Segmentation dataset excerpts
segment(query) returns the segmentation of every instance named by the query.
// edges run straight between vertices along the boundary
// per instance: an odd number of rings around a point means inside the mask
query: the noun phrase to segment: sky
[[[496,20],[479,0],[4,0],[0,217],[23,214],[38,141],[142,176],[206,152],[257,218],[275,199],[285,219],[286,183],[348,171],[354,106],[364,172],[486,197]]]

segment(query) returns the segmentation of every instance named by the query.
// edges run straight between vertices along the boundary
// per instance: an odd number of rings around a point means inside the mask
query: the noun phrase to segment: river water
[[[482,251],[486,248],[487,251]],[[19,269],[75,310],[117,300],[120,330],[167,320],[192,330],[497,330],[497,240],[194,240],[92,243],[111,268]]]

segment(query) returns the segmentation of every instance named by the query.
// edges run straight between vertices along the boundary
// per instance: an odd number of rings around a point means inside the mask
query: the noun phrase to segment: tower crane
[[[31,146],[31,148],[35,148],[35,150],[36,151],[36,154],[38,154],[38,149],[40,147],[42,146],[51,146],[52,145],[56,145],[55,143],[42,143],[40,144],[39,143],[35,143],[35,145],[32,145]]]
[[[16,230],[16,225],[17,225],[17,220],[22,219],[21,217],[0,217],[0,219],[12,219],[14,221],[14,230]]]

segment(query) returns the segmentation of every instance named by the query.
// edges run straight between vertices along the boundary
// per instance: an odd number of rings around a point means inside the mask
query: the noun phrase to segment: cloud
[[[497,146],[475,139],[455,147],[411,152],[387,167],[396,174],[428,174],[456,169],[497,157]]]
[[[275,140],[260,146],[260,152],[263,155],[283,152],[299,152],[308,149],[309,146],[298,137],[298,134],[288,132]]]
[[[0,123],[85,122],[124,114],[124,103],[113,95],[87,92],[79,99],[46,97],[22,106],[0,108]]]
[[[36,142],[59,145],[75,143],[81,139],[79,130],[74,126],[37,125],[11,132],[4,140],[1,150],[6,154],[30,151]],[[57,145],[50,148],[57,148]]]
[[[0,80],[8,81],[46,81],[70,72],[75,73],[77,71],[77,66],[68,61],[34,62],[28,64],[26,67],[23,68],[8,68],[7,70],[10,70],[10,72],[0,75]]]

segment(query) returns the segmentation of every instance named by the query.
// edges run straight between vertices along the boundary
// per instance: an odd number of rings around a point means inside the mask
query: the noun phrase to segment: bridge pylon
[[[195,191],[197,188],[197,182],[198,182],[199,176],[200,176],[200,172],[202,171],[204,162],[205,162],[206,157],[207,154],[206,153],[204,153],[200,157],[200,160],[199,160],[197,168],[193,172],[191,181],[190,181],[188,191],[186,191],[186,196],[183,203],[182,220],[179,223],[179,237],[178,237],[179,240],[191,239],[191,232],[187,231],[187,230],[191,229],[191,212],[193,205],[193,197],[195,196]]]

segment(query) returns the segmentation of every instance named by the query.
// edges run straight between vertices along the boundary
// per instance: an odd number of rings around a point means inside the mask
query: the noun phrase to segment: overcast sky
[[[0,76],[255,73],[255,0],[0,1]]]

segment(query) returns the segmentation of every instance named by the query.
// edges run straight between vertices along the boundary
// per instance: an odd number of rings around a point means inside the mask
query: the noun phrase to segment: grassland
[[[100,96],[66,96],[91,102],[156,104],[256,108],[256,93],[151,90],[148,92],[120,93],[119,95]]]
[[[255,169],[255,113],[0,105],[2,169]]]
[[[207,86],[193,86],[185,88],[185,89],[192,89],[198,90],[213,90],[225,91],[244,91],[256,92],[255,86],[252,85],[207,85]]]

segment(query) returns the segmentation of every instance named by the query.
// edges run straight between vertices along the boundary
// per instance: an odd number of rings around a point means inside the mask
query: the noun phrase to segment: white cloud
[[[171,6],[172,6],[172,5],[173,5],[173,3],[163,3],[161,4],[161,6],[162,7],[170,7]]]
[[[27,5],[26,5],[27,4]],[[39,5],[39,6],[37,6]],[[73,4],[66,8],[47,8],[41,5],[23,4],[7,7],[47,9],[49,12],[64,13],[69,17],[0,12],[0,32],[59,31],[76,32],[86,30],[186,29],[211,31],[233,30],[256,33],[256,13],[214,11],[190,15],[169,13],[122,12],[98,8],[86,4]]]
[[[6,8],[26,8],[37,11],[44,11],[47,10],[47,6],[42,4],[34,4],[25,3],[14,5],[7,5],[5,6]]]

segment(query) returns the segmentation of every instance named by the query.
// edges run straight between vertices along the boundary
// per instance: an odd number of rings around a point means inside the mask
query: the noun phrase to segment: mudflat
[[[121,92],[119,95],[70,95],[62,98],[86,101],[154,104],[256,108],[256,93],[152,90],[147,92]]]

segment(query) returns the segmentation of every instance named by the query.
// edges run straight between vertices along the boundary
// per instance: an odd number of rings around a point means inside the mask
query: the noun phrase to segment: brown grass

* _WRITTEN EXERCISE_
Make an exact copy of all the data.

* _EXERCISE SOLUTION_
segment(query) returns the segmentation of every instance named by the query.
// edges run straight between vertices along the boundary
// per instance: an odd number of rings around a point means inside the mask
query: the noun phrase to segment: sky
[[[496,20],[479,0],[4,0],[0,217],[23,214],[38,141],[142,176],[206,152],[257,218],[275,199],[285,219],[286,183],[348,171],[354,106],[364,172],[486,197]]]

segment(query) returns the segmentation of every instance named by the query.
// edges run straight between vertices along the boundary
// per instance: an odd number of rings around a point means inside the mask
query: the noun phrase to segment: river water
[[[482,251],[486,248],[487,251]],[[19,269],[75,310],[117,300],[120,330],[167,320],[192,330],[497,330],[497,240],[194,240],[92,243],[111,268]]]

segment(query) returns the segmentation of every instance named by the query.
// edges run straight between vertices along the boundary
// per instance: an odd number of rings around a point means inside the mask
query: the noun phrase to segment: tower crane
[[[31,146],[31,148],[35,148],[35,150],[36,151],[36,154],[38,154],[38,149],[40,147],[42,146],[51,146],[52,145],[56,145],[55,143],[42,143],[40,144],[39,143],[35,143],[35,145],[32,145]]]
[[[16,230],[16,225],[17,225],[17,220],[22,219],[21,217],[0,217],[0,219],[12,219],[14,221],[14,230]]]

segment(query) returns the segmentation of every instance named by the query.
// edges run straight between vertices along the boundary
// per instance: an odd number of rings around a point means inside the mask
query: the noun phrase to segment: cloud
[[[497,146],[475,139],[455,147],[411,152],[387,167],[396,174],[428,174],[456,169],[497,157]]]
[[[275,140],[260,146],[260,152],[263,155],[283,152],[299,152],[308,149],[309,146],[298,137],[298,134],[288,132]]]
[[[0,123],[85,122],[124,114],[124,103],[113,95],[87,92],[79,99],[46,97],[22,106],[0,108]]]
[[[36,142],[59,145],[75,143],[81,139],[79,130],[74,126],[37,125],[11,132],[4,140],[1,150],[6,154],[30,151]],[[57,145],[50,148],[57,148]]]
[[[0,80],[8,81],[46,81],[70,72],[75,73],[77,71],[77,66],[68,61],[34,62],[28,64],[26,67],[23,68],[8,68],[7,70],[10,70],[10,72],[0,75]]]

segment(query) returns the segmentation of every instance named by the query.
// edges run straight between vertices along the boundary
// per instance: an odd number of rings around a point means inside the mask
query: the noun phrase to segment: bridge pylon
[[[195,191],[197,188],[197,182],[198,182],[199,176],[200,176],[200,172],[202,171],[204,162],[205,162],[206,157],[207,154],[206,153],[204,153],[200,157],[200,160],[199,160],[197,168],[193,172],[191,181],[190,181],[188,191],[186,191],[186,196],[183,203],[182,220],[179,223],[179,237],[178,237],[179,240],[191,239],[191,232],[187,231],[187,230],[191,229],[191,212],[193,205],[193,197],[195,196]]]

segment(query) returns the segmentation of every instance named by the query.
// edges run straight between vertices along the boundary
// per instance: an odd number of rings around a point means inside the mask
query: the noun phrase to segment: overcast sky
[[[0,76],[255,73],[255,0],[0,1]]]

segment(query) returns the segmentation of every instance named by the query.
// edges run straight between vertices along the boundary
// per instance: an odd number of rings around a point means inside the mask
query: the noun phrase to segment: grassland
[[[100,96],[66,96],[91,102],[156,104],[256,108],[256,93],[151,90],[148,92],[120,93],[119,95]]]
[[[255,169],[255,113],[0,105],[2,169]]]
[[[207,86],[193,86],[185,88],[185,89],[192,89],[198,90],[213,90],[225,91],[244,91],[256,92],[255,86],[252,85],[207,85]]]

segment(query) returns the segmentation of every instance named by the query.
// edges run straight between vertices along the boundary
// per instance: an odd number of rings around a point means inside the mask
query: the noun phrase to segment: white cloud
[[[171,6],[172,6],[172,5],[173,5],[173,3],[163,3],[161,4],[161,6],[162,7],[170,7]]]
[[[27,5],[26,5],[27,4]],[[39,5],[39,6],[37,6]],[[73,4],[66,8],[47,8],[41,5],[23,4],[7,7],[47,9],[49,12],[64,13],[69,17],[0,12],[0,32],[59,31],[76,32],[86,30],[186,29],[211,31],[233,30],[256,33],[256,13],[214,11],[190,15],[169,13],[122,12],[98,8],[86,4]]]
[[[6,8],[26,8],[37,11],[44,11],[47,10],[47,6],[42,4],[34,4],[25,3],[14,5],[7,5],[5,6]]]

segment(query) returns the segmentation of every instance named by the query.
// edges run straight between vertices along the boundary
// per instance: an odd number of rings around a point means inside the mask
query: the noun phrase to segment: mudflat
[[[121,92],[119,95],[70,95],[62,98],[86,101],[154,104],[256,108],[256,93],[152,90],[147,92]]]

segment(query) returns the segmentation of every instance named by the query.
// edges run straight between vertices along the boundary
// per instance: an odd number of rings around a point means inside the mask
query: the noun phrase to segment: brown grass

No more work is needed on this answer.